--- Document ---
DMARC-Filter: OpenDMARC Filter v1.3.2 mx1.redhat.com 7561C7EABC
Date: Thu, 17 Aug 2017 01:31:27 +0300
From: "Michael S. Tsirkin" <mst@redhat.com>
To: Paolo Bonzini <pbonzini@redhat.com>
Cc: Radim =?utf-8?B?S3LEjW3DocWZ?= <rkrcmar@redhat.com>,
        linux-kernel@vger.kernel.org, kvm@vger.kernel.org,
        stable@vger.kernel.org
Subject: Re: [PATCH] kvm: x86: disable KVM_FAST_MMIO_BUS
Message-ID: <20170817011815-mutt-send-email-mst@kernel.org>
References: <20170816112249.28939-1-pbonzini@redhat.com>
 <20170816155132-mutt-send-email-mst@kernel.org>
 <9de5ebf5-457d-2a34-0314-c6c612ddb2e9@redhat.com>
 <20170816161301-mutt-send-email-mst@kernel.org>
 <fb384aa5-6b8a-4d70-98bb-2ce2adbcaab4@redhat.com>
 <20170816194342-mutt-send-email-mst@kernel.org>
 <81dabc78-edfd-32fc-024c-c57330386a51@redhat.com>
 <20170816190316.GA2566@flask>
 <20170816224815-mutt-send-email-mst@kernel.org>
 <ac5c6c7e-1738-b1c6-96eb-6bdf198b67d2@redhat.com>
MIME-Version: 1.0
Content-Type: text/plain; charset=utf-8
Content-Disposition: inline
Content-Transfer-Encoding: 8bit
In-Reply-To: <ac5c6c7e-1738-b1c6-96eb-6bdf198b67d2@redhat.com>
Sender: linux-kernel-owner@vger.kernel.org
Content-Length: 4317
Lines: 92

On Wed, Aug 16, 2017 at 11:25:35PM +0200, Paolo Bonzini wrote:
> On 16/08/2017 21:59, Michael S. Tsirkin wrote:
> > On Wed, Aug 16, 2017 at 09:03:17PM +0200, Radim Krčmář wrote:
> >> 2017-08-16 19:19+0200, Paolo Bonzini:
> >>> On 16/08/2017 18:50, Michael S. Tsirkin wrote:
> >>>> On Wed, Aug 16, 2017 at 03:30:31PM +0200, Paolo Bonzini wrote:
> >>>>> While you can filter out instruction fetches, that's not enough.  A data
> >>>>> read could happen because someone pointed the IDT to MMIO area, and who
> >>>>> knows what the VM-exit instruction length points to in that case.
> >>>>
> >>>> Thinking more about it, I don't really see how anything
> >>>> legal guest might be doing with virtio would trigger anything
> >>>> but a fault after decoding the instruction. How does
> >>>> skipping instruction even make sense in the example you give?
> >>>
> >>> There's no such thing as a legal guest.  Anything that the hypervisor
> >>> does, that differs from real hardware, is a possible escalation path.
> >>>
> >>> This in fact makes me doubt the EMULTYPE_SKIP patch too.
> >>
> >> The main hack is that we expect EPT misconfig within a given range to be
> >> a MMIO NULL write.  I think it is fine -- EMULTYPE_SKIP is a common path
> >> that should have well tested error paths and, IIUC, virtio doesn't allow
> >> any other access, so it is a problem of the guest if a buggy/malicious
> >> application can access virtio memory.
> 
> Yes, I agree.  EMULTYPE_SKIP is fine because failed decoding still
> causes an exception to be injected.  Maybe it's better to gate the
> EMULTYPE_SKIP emulation on the exit qualification saying this is a write

I thought it's already limited to writes. I agree that's a reasonable
limitation in any case.

--- Source material ---
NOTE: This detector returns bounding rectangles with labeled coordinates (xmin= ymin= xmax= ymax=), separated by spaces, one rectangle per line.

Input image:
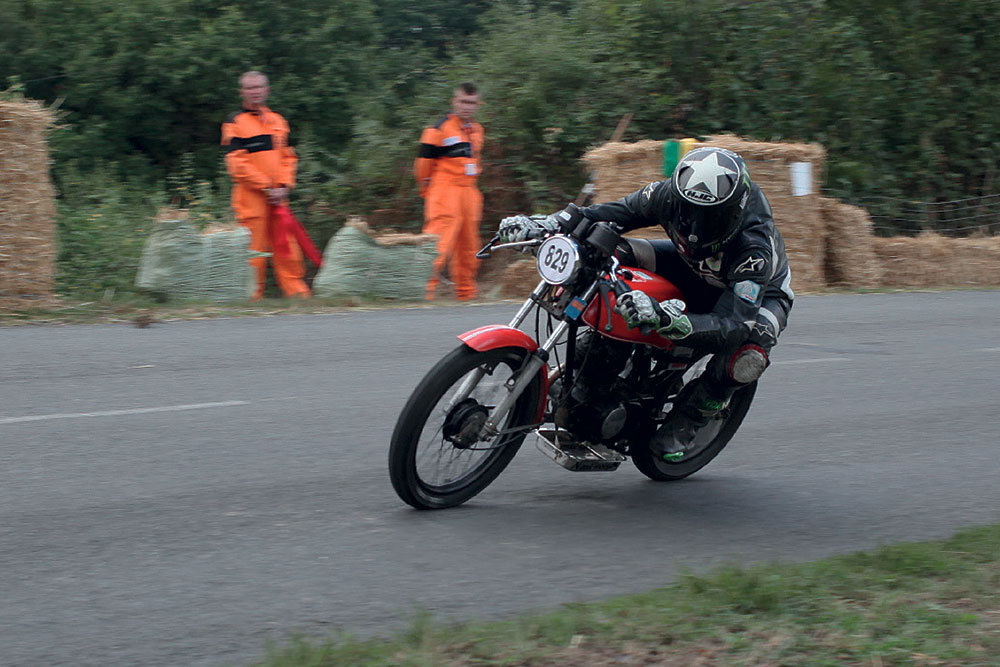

--- What this task involves ---
Pick up the kernel mailing-list reply about disabling KVM_FAST_MMIO_BUS and continue it after its final sentence. The material takes no part in this exercise.

--- Result of this exercise ---
> and also not a page table walk---just in case.

I still don't get it, sorry. Let's assume for the sake of argument
that it's a PT walk causing the MMIO access. Just why do you think
that it makes sense to skip the instruction that caused the walk?

> >>>> how about we blacklist nested virt for this optimization?
> >>
> >> Not every hypervisor can be easily detected ...
> > 
> > Hypervisors that don't set a hypervisor bit in CPUID are violating the
> > spec themselves, aren't they?  Anyway, we can add a management option
> > for use in a nested scenario.
> 
> No, the hypervisor bit only says that CPUID leaf 0x40000000 is defined.
> See for example
> https://kb.vmware.com/selfservice/microsites/search.do?language=en_US&cmd=displayKC&externalId=1009458:
> "Intel and AMD have also reserved CPUID leaves 0x40000000 - 0x400000FF
> for software use. Hypervisors can use these leaves to provide an
> interface to pass information from the hypervisor to the guest operating
> system running inside a virtual machine. The hypervisor bit indicates
> the presence of a hypervisor and that it is safe to test these
> additional software leaves".

Looks like it's not a bug then. Still, most hypervisors do have this
leaf so it's a reasonable way that will catch most issues.  We can
always blacklist more as they are found. Additionally let's go ahead
and add ability for userspace to disable fast MMIO for these
hypervisors we failed to detect.

> >> KVM uses standard features and SDM clearly says that the
> >> instruction length field is undefined.
> > 
> > True. Let's see whether intel can commit to a stronger definition.
> > I don't think there's any rush to make this change.
> 
> I disagree.  Relying on undefined processor features is a bad idea.

Maybe it was a bad idea 3 years ago, yes. In 2012 I posted "kvm_para:
add mmio word store hypercall" as an alternative.  Was nacked as MMIO
was seen as safer and better. By now many people rely on mmio being
fast.  Let's talk to hardware guys to define the feature before we give
up and spend years designing an alternative.

> > It's just that this has been there for 3 years and people have built a
> > product around this.
> 
> Around 700 clock cycles?
> 
> Paolo

About 30% the cost of exit, isn't it?  There are definitely workloads
where cost of exit gates performance. We didn't work on fast mmio based
on theoretical assumptions. But maybe I am wrong. We'll see. Jason here
volunteered to test your patch and we'll see what comes out of it. If
I'm wrong and it's about 1%, I won't split hairs.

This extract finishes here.